Written request → Starting with the line that contains "Each instance receives one point. Mark the breaking", copy every line through the end of the data below, exactly and with nothing added.

[Object position labeling entries]
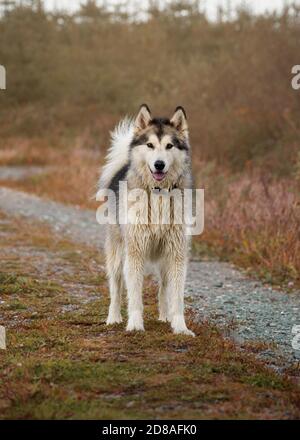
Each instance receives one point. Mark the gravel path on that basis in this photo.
(245, 309)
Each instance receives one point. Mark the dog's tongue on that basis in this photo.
(158, 176)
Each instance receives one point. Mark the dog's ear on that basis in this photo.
(143, 118)
(179, 121)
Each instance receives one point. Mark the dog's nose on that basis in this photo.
(159, 165)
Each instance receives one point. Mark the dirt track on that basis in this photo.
(244, 308)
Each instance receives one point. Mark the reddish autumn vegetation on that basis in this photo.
(72, 77)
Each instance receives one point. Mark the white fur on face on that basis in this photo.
(173, 157)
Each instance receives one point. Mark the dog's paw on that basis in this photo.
(135, 322)
(179, 327)
(113, 319)
(185, 331)
(163, 318)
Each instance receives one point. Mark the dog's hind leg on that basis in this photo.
(116, 282)
(176, 274)
(134, 276)
(162, 295)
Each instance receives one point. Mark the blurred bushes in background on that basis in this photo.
(66, 73)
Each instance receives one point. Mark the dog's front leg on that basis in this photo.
(177, 275)
(134, 275)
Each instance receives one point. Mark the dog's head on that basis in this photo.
(160, 147)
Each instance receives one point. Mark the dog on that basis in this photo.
(154, 155)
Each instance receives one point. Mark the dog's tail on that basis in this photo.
(118, 154)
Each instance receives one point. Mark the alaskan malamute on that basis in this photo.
(151, 154)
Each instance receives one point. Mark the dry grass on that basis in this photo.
(254, 221)
(242, 111)
(63, 362)
(250, 219)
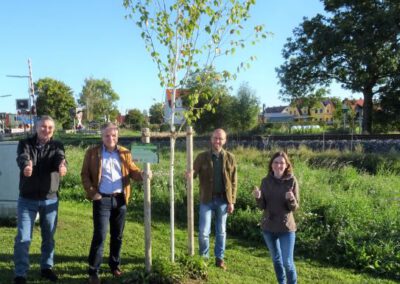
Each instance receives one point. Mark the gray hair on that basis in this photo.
(108, 125)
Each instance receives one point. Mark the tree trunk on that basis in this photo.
(367, 112)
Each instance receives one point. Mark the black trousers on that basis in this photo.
(108, 210)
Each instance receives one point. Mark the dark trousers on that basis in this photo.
(109, 209)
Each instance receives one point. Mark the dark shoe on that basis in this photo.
(49, 275)
(94, 279)
(116, 272)
(19, 280)
(220, 263)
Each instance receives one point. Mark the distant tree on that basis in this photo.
(135, 119)
(206, 97)
(219, 117)
(99, 98)
(387, 113)
(54, 98)
(156, 112)
(357, 45)
(245, 108)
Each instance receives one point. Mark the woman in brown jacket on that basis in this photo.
(278, 196)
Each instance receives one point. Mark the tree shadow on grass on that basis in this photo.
(70, 269)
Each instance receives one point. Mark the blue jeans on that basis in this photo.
(27, 211)
(108, 210)
(218, 206)
(281, 247)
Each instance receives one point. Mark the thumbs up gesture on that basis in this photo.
(289, 195)
(62, 169)
(28, 169)
(256, 192)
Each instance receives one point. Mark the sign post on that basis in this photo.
(189, 185)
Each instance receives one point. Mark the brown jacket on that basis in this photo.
(91, 171)
(278, 211)
(203, 167)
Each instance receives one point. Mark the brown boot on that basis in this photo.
(220, 263)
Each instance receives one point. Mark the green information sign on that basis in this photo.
(145, 153)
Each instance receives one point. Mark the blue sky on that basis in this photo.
(77, 39)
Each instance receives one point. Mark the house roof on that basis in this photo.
(277, 109)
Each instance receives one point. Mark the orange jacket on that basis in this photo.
(91, 171)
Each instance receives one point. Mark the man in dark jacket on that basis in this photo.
(41, 161)
(217, 173)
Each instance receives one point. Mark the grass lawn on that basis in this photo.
(247, 262)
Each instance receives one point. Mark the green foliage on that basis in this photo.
(99, 100)
(135, 119)
(55, 98)
(156, 113)
(166, 272)
(187, 37)
(348, 213)
(355, 43)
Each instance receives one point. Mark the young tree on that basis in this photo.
(136, 119)
(186, 36)
(156, 112)
(54, 98)
(357, 45)
(99, 99)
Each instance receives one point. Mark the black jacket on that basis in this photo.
(45, 180)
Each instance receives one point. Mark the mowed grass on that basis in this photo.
(248, 262)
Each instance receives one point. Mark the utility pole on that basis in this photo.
(31, 95)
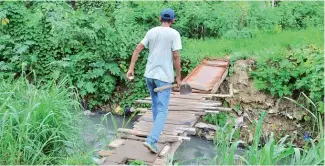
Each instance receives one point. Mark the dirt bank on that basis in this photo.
(283, 116)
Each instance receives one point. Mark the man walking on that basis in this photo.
(163, 43)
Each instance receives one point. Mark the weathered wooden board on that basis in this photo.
(206, 75)
(171, 121)
(116, 143)
(180, 100)
(126, 152)
(141, 133)
(162, 139)
(184, 103)
(105, 153)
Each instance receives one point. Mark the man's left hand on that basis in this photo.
(179, 81)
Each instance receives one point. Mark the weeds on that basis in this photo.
(38, 125)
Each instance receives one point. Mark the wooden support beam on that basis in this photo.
(164, 150)
(116, 143)
(105, 153)
(140, 133)
(142, 139)
(185, 103)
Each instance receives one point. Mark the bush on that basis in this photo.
(93, 44)
(38, 125)
(286, 74)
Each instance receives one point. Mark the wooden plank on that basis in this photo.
(116, 143)
(204, 96)
(172, 116)
(176, 122)
(162, 139)
(217, 85)
(196, 113)
(197, 108)
(125, 152)
(164, 150)
(151, 124)
(184, 103)
(105, 153)
(166, 130)
(140, 133)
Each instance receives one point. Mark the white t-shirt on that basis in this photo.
(161, 41)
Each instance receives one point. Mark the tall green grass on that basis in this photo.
(261, 44)
(272, 152)
(39, 125)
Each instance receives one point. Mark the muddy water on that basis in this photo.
(100, 129)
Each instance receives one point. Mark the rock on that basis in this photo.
(202, 125)
(118, 109)
(97, 161)
(104, 153)
(239, 122)
(209, 137)
(235, 91)
(88, 113)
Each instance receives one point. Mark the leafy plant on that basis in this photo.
(299, 70)
(39, 125)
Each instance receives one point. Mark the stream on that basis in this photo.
(100, 129)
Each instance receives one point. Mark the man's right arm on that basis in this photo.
(177, 45)
(177, 65)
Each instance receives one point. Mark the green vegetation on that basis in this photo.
(38, 124)
(89, 46)
(271, 153)
(93, 44)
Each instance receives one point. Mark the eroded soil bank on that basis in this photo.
(283, 116)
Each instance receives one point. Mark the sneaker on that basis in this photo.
(151, 146)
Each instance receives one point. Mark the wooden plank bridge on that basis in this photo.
(183, 112)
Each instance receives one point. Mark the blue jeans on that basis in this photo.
(160, 102)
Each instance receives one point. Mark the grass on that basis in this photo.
(271, 153)
(38, 125)
(262, 43)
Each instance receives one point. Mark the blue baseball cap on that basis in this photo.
(168, 14)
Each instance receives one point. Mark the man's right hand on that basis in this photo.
(130, 75)
(179, 81)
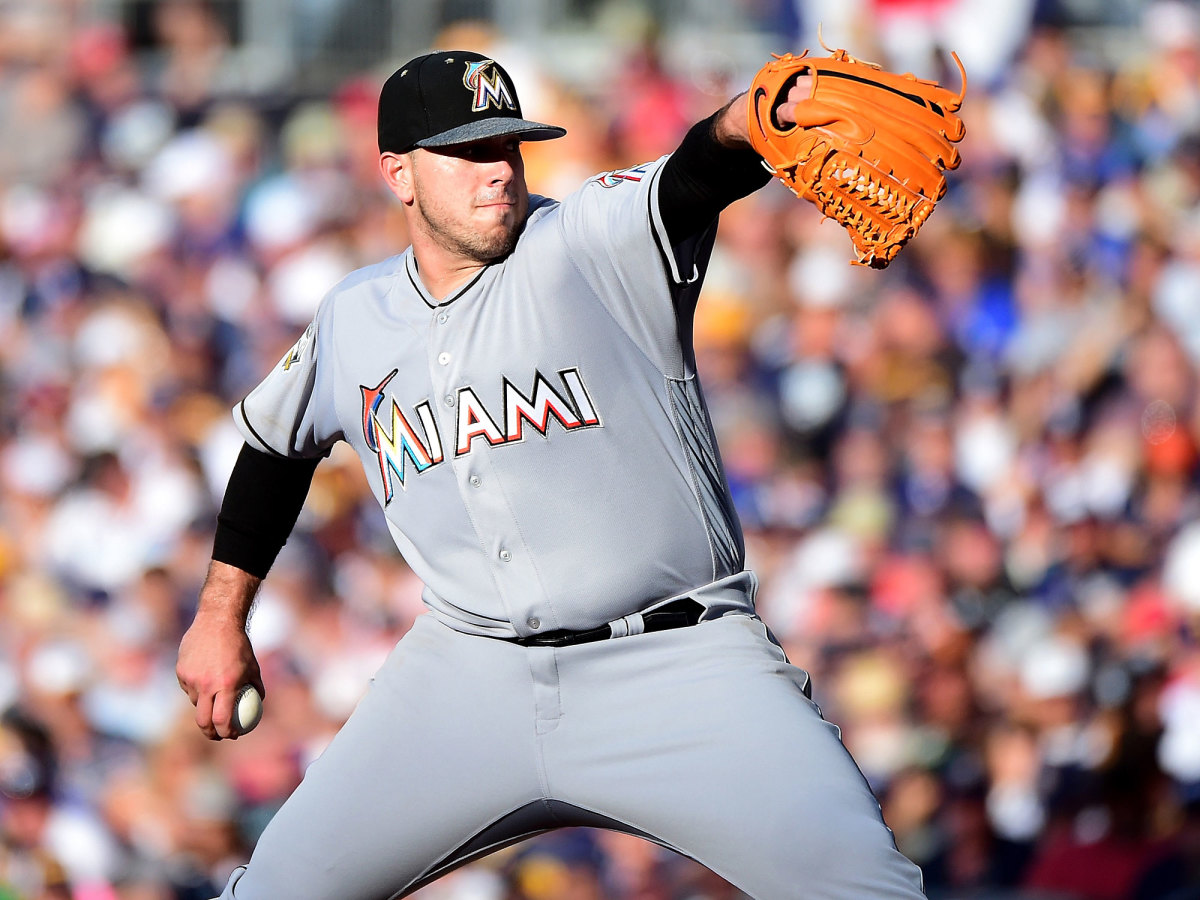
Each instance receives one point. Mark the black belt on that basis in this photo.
(678, 613)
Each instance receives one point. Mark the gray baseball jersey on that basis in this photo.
(538, 441)
(543, 455)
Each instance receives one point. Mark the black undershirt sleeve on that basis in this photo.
(261, 507)
(703, 177)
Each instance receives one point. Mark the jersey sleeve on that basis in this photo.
(291, 413)
(613, 232)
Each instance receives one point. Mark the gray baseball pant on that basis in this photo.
(699, 738)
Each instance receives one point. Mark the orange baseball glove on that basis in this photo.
(869, 147)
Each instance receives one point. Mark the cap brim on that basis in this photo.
(495, 127)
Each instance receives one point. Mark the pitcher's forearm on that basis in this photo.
(228, 594)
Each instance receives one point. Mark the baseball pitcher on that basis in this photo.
(521, 389)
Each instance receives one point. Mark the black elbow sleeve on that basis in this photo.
(261, 507)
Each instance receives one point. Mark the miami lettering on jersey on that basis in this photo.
(400, 447)
(487, 90)
(634, 173)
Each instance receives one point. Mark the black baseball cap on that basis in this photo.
(451, 97)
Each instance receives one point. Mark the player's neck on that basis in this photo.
(442, 271)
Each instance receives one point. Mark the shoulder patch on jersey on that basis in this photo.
(619, 177)
(297, 352)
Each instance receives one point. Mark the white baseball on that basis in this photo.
(247, 709)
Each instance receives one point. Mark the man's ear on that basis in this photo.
(397, 173)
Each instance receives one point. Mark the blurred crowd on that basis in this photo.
(969, 484)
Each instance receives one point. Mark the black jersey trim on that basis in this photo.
(241, 408)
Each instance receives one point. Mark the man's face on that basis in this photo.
(472, 198)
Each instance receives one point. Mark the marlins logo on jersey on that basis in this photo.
(489, 87)
(399, 445)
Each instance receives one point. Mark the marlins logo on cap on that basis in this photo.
(423, 105)
(487, 87)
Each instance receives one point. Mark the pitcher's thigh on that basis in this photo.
(720, 755)
(405, 783)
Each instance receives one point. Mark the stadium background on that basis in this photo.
(969, 483)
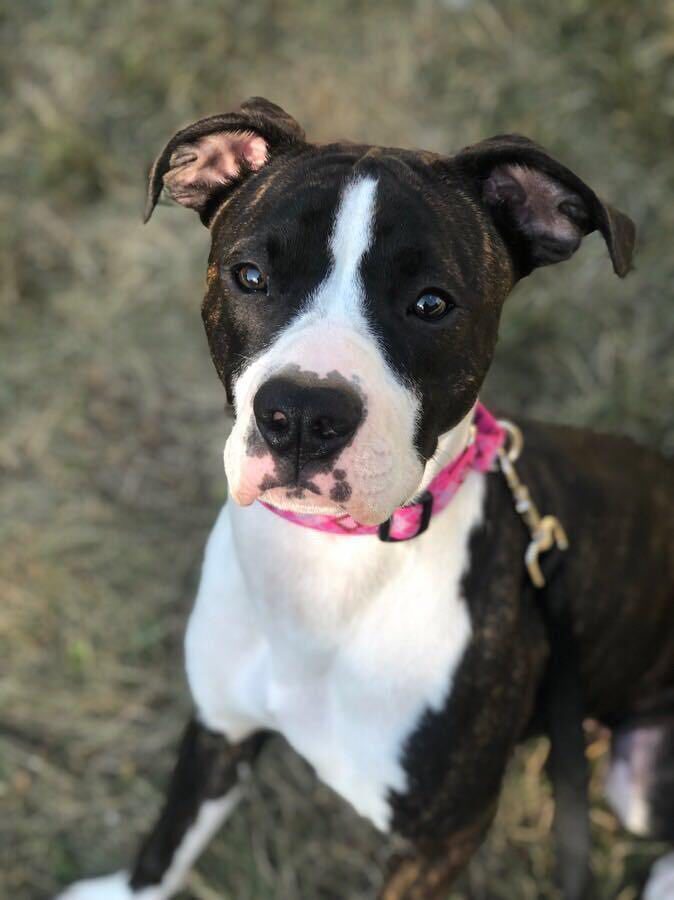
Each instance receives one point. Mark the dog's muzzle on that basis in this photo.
(303, 423)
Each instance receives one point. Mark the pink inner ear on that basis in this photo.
(199, 168)
(535, 199)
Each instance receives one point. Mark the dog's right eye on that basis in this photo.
(250, 277)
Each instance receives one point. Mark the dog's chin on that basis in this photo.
(310, 505)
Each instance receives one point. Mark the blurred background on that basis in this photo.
(112, 421)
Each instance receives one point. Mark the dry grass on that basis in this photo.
(111, 418)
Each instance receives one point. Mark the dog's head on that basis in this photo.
(354, 295)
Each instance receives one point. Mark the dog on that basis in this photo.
(352, 310)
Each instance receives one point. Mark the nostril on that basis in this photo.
(279, 420)
(324, 428)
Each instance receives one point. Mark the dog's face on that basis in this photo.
(354, 295)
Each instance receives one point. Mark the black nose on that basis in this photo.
(306, 422)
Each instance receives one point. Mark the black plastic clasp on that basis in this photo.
(425, 501)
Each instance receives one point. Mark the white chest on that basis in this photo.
(338, 643)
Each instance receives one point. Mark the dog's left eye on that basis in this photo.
(250, 277)
(431, 305)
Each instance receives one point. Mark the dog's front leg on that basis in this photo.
(428, 871)
(202, 792)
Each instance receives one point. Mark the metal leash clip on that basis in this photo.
(546, 531)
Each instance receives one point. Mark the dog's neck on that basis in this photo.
(450, 445)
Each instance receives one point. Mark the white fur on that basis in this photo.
(109, 887)
(628, 798)
(628, 780)
(116, 887)
(339, 643)
(331, 335)
(660, 884)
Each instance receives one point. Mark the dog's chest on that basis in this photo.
(338, 643)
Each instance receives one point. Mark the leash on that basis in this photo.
(564, 701)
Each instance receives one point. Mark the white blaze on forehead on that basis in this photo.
(341, 295)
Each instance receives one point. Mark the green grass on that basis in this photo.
(111, 418)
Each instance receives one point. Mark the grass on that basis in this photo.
(111, 418)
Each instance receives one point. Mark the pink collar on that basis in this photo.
(410, 521)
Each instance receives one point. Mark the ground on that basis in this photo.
(111, 417)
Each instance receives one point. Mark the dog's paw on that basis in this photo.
(110, 887)
(660, 884)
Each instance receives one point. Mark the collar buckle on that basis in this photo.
(425, 501)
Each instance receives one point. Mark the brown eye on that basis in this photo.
(250, 277)
(430, 305)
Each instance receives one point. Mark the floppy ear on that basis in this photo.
(202, 160)
(542, 209)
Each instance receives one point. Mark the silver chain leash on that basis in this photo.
(546, 531)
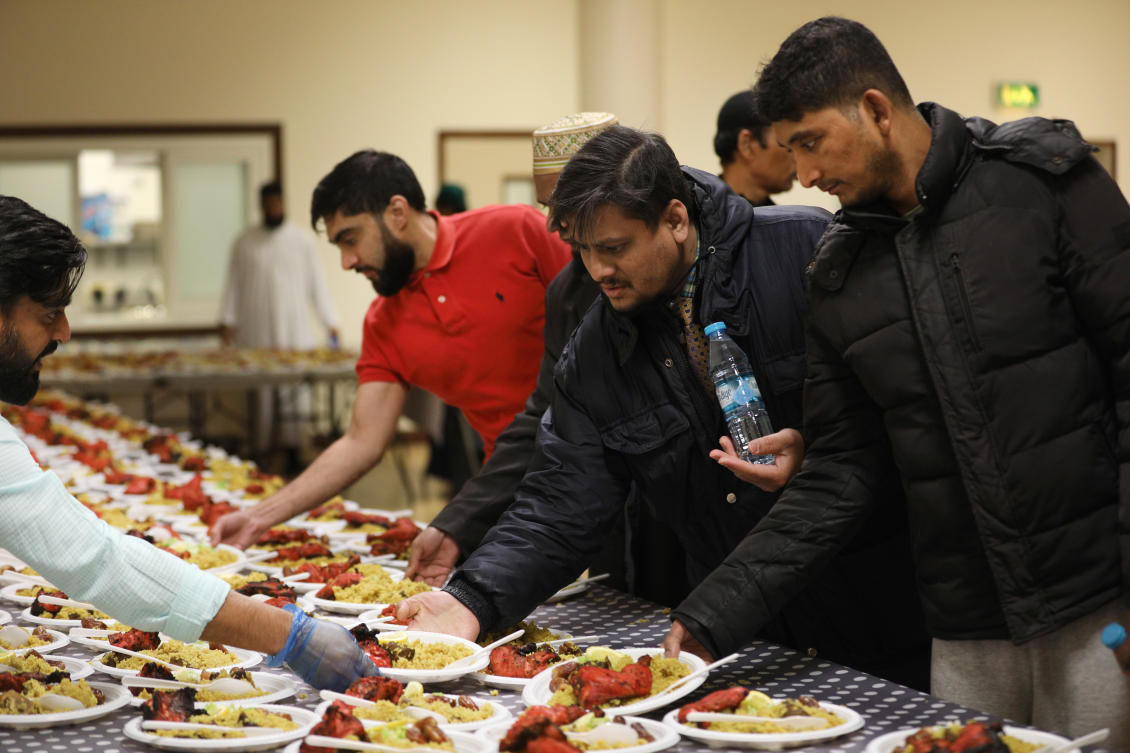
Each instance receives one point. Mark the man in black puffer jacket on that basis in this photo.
(631, 409)
(970, 321)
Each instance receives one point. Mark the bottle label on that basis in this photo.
(737, 391)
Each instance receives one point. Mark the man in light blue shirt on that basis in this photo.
(41, 262)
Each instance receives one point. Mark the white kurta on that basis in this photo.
(272, 280)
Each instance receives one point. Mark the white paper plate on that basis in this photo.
(58, 641)
(462, 742)
(304, 718)
(77, 668)
(276, 687)
(768, 741)
(502, 716)
(665, 736)
(432, 675)
(537, 692)
(244, 658)
(889, 742)
(115, 698)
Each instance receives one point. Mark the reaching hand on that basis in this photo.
(788, 447)
(679, 639)
(432, 556)
(439, 612)
(240, 529)
(323, 654)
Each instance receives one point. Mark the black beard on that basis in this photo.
(18, 379)
(399, 262)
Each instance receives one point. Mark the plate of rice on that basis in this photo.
(1017, 738)
(839, 719)
(293, 724)
(665, 673)
(191, 656)
(113, 698)
(432, 652)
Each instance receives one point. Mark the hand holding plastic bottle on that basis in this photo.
(323, 654)
(788, 447)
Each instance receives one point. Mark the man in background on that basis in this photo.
(968, 336)
(460, 313)
(639, 556)
(272, 279)
(753, 163)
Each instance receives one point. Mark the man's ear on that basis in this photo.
(877, 109)
(677, 219)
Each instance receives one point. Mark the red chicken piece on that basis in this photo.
(597, 685)
(136, 640)
(171, 706)
(723, 700)
(307, 551)
(540, 723)
(377, 689)
(344, 580)
(337, 721)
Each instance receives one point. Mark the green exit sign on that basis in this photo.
(1017, 95)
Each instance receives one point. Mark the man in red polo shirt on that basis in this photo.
(460, 312)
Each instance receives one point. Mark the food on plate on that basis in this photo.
(206, 694)
(406, 652)
(528, 659)
(33, 692)
(339, 721)
(392, 698)
(180, 706)
(355, 587)
(601, 677)
(547, 729)
(396, 539)
(975, 736)
(58, 612)
(754, 703)
(14, 637)
(173, 651)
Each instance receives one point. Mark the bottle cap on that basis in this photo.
(716, 327)
(1113, 635)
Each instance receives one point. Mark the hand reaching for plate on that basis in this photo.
(439, 612)
(432, 557)
(679, 639)
(788, 447)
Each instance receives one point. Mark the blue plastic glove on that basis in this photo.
(321, 652)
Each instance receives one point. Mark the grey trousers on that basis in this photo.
(1066, 682)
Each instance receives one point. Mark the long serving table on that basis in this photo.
(623, 622)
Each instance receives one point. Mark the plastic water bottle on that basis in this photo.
(1114, 638)
(737, 392)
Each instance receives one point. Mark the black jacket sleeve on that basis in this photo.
(484, 498)
(565, 503)
(822, 509)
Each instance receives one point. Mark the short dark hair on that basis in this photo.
(827, 62)
(40, 257)
(270, 188)
(635, 171)
(365, 181)
(740, 112)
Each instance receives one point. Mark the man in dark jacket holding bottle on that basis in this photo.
(968, 323)
(631, 408)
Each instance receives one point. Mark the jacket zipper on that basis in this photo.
(955, 261)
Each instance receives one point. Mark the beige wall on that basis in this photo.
(348, 74)
(339, 76)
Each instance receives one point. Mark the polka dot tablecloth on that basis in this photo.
(623, 622)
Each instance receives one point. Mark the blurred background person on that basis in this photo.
(272, 279)
(753, 163)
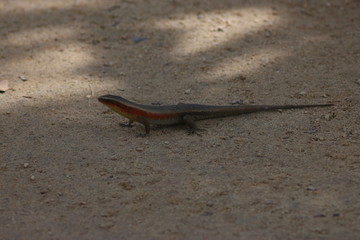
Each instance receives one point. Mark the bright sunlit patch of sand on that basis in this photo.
(215, 28)
(246, 63)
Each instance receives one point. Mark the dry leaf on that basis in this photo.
(4, 85)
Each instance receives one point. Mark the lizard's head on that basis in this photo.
(117, 104)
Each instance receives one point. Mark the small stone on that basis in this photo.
(302, 93)
(327, 117)
(187, 91)
(320, 215)
(310, 188)
(237, 102)
(4, 85)
(22, 78)
(106, 225)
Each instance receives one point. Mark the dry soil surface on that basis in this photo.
(69, 171)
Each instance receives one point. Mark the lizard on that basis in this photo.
(182, 113)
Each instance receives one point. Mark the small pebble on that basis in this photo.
(310, 188)
(22, 78)
(138, 39)
(237, 102)
(302, 93)
(327, 117)
(4, 85)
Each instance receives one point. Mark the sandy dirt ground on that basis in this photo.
(69, 171)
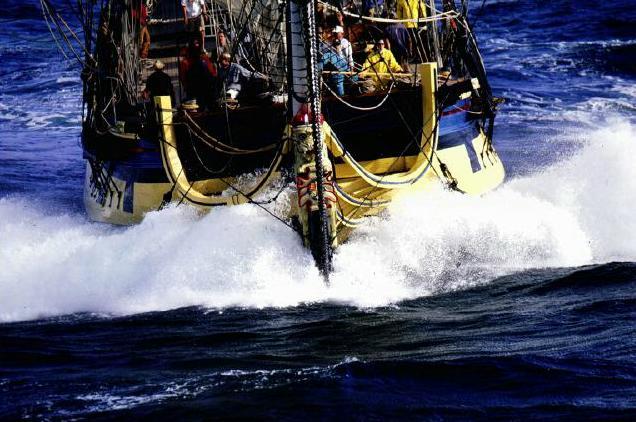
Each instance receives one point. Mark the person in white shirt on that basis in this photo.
(194, 14)
(344, 49)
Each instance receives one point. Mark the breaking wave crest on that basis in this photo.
(573, 213)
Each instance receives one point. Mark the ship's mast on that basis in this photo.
(311, 160)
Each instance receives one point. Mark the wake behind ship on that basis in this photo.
(343, 106)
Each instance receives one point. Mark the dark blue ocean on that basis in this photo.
(518, 305)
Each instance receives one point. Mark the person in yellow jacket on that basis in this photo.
(411, 9)
(380, 64)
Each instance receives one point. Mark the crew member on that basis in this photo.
(235, 76)
(159, 83)
(194, 13)
(380, 65)
(343, 47)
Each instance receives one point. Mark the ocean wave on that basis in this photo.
(573, 213)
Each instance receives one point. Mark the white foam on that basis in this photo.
(576, 212)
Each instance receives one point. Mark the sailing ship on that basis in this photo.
(342, 140)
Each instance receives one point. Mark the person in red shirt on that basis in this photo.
(198, 75)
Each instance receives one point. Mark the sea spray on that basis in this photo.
(573, 213)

Response below →
Each instance receives one point. Mark the breaking wave crest on that basis in this photo.
(573, 213)
Each instance receives one point. Mark the ship's mast on that basis in this photo.
(311, 160)
Each instance receives one point. Mark the wake behind ship on that basis in this photo.
(343, 106)
Each instance receives one point. Mark the dark blue ocean on that basis in this photo.
(518, 305)
Each instance receives one point. Mark the person in yellow jacket on that basis in this photo.
(411, 9)
(380, 64)
Each instance receives one point. Mark the crew member on that basis in this photo.
(235, 76)
(159, 83)
(194, 13)
(380, 65)
(343, 47)
Each instance receives one point. Mark the ocean wave on that basis in this photo.
(573, 213)
Each instance receives one point. Mark the white foam on that basis in this photo.
(576, 212)
Each instance receives one point. Mark the sailing ship on that basis in this photo.
(342, 140)
Each instance receives one point. Mark the person in red shirt on that basis in this photo.
(198, 75)
Each instance receives one point. Mark the sea spray on that basis in this photo.
(573, 213)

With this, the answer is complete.